List each line of the material below that contains the word "ground", copying every such line in full. Matches must agree in case.

-- start of Data records --

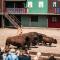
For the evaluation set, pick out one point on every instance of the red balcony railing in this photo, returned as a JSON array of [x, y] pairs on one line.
[[16, 10]]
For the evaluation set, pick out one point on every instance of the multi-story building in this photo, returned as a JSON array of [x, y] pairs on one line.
[[30, 13]]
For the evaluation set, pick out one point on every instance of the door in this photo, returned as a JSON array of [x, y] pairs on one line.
[[54, 22], [34, 21]]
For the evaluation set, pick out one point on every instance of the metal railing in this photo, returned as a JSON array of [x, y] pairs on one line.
[[16, 10]]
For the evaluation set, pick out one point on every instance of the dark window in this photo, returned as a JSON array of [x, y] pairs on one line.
[[19, 4], [54, 4], [34, 18], [10, 4], [54, 19]]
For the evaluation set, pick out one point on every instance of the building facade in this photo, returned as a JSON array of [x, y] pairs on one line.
[[30, 13]]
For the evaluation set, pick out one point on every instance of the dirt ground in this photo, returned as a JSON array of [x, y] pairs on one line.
[[6, 32]]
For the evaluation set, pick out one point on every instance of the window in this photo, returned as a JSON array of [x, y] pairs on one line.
[[54, 19], [9, 4], [41, 4], [54, 4], [34, 18], [29, 4]]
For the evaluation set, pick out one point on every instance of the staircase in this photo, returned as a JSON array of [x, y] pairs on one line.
[[12, 19]]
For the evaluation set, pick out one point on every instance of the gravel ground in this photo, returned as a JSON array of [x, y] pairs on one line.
[[6, 32]]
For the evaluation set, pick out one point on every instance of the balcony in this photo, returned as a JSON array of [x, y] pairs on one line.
[[15, 0], [16, 10]]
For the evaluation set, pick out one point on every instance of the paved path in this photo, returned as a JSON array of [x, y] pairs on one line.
[[4, 33]]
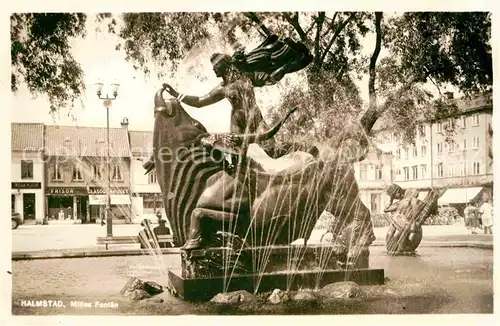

-- end of Data records --

Finished exercise ▸
For the evaluation set, pick out one point on every instance of the dirt ground in this photo, returned as a JSON array of [x, y] pairs on one line.
For the evaluation set, pick out one point on every instance of the gravel ground in this photo, returned as a JSON array of [x, y] pairs on one line.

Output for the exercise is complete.